• **Work request**: From the data below, copy exactly the lines that lie between the one holding "the tree, which" and the one holding "Locate the palm", including both, and nothing more.

=-=-=

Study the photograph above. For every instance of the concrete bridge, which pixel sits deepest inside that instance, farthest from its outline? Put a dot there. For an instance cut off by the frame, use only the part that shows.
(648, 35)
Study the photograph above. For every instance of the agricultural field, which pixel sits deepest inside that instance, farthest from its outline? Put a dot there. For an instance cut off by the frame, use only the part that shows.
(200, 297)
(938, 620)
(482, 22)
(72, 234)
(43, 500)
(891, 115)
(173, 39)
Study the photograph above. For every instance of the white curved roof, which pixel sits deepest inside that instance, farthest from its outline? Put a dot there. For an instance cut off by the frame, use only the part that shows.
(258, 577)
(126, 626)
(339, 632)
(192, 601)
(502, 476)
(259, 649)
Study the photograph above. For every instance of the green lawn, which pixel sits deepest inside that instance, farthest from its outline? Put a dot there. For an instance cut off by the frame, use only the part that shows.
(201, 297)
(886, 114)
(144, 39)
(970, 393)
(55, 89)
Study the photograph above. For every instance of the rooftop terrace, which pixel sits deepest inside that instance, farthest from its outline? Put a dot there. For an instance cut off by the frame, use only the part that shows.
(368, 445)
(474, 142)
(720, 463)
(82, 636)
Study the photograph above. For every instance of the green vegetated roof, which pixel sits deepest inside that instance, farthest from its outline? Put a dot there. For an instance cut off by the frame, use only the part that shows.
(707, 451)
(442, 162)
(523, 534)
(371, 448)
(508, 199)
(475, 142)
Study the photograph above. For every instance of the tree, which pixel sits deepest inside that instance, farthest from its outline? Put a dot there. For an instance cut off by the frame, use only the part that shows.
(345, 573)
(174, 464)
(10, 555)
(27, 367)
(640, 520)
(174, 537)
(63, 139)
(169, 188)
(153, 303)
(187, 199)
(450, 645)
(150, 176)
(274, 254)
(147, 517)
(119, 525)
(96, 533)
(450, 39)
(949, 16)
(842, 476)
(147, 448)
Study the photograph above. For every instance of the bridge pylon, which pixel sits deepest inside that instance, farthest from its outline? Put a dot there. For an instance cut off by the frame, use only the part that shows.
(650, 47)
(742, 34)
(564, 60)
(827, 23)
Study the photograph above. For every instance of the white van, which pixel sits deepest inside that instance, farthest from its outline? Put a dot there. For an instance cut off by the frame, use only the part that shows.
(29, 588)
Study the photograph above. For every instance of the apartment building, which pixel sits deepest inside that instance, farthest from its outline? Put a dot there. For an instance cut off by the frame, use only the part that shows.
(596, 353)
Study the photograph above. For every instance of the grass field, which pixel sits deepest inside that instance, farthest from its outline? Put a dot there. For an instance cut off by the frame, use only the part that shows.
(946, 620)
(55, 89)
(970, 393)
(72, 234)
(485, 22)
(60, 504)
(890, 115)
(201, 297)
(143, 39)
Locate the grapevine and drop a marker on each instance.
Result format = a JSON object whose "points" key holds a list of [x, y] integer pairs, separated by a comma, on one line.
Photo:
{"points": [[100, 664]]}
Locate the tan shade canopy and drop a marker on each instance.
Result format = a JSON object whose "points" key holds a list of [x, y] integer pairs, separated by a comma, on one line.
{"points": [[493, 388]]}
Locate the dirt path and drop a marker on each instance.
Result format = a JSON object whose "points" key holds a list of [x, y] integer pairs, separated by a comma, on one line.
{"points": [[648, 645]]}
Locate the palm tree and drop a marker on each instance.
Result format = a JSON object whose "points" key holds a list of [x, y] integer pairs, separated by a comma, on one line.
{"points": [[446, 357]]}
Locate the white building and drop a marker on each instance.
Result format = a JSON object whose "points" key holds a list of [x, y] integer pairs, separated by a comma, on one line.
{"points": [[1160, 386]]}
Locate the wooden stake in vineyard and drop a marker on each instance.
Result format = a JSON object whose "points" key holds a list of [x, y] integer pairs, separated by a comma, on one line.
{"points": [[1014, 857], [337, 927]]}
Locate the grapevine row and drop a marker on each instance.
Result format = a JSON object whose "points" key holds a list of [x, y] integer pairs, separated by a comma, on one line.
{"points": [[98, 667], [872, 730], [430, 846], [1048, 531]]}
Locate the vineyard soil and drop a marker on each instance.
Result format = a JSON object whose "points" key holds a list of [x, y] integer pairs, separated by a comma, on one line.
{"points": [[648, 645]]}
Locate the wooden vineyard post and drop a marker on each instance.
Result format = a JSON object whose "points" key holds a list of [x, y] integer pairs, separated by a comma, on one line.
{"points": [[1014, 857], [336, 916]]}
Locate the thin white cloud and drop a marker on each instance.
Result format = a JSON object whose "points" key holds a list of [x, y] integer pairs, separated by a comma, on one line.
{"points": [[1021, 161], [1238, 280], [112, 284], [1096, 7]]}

=-=-=

• **Task answer**:
Study the photograph above. For every instance of the tree, which pixel sits deepest inside that instance, farthest from its outline? Put a dot there. For an instance cut off by the frame, use only the part that shows.
(345, 573)
(174, 464)
(10, 555)
(27, 367)
(640, 520)
(174, 537)
(63, 139)
(169, 188)
(153, 303)
(187, 199)
(450, 645)
(150, 176)
(274, 254)
(147, 517)
(119, 525)
(96, 533)
(450, 39)
(949, 16)
(842, 476)
(147, 448)
Study the photograph above. For every instance of the bridge pylon, which pixel sits deepest inside that instance, farthest from its outline? Put a dot there. For an instance cut off by the frame, use only the part that shows.
(650, 47)
(742, 34)
(564, 60)
(827, 23)
Study the photograph above. For every instance of the white van, which pixel sits deepest inside that instance, farthest from its outline? Put a dot there. For an instance cut off by the frame, use only the part that shows.
(29, 588)
Study the photograph above. For every instance of the apartment building, which pixel sits deepest inside that instance, farthest from its outline? Put a dot there. For an instance cut off by the frame, use only the part that shows.
(596, 353)
Study the photograph above. For every instance of the grass field, which pixel sits deepest inside that instance, farthest from its outline? Put a dot there. For an instance cut off by the frame, use only the part that shows.
(946, 620)
(55, 89)
(970, 393)
(72, 234)
(485, 22)
(60, 504)
(890, 115)
(201, 297)
(143, 39)
Locate the grapevine and drop a marker on each instance.
Result format = a JSON object whose "points" key holds a list of [x, y] integer pairs, separated by a comma, on one line.
Photo:
{"points": [[100, 664]]}
Locate the tan shade canopy and drop a marker on each instance.
Result format = a JSON object whose "points" key holds a list of [x, y] integer pairs, separated by a comma, on one line.
{"points": [[493, 388]]}
Locate the dirt path and drop a marker on each instance.
Result format = a JSON object whose "points" key holds a list of [x, y] integer pairs, separated by a comma, on one line.
{"points": [[648, 645]]}
Locate the palm tree and drop a marker on each instance.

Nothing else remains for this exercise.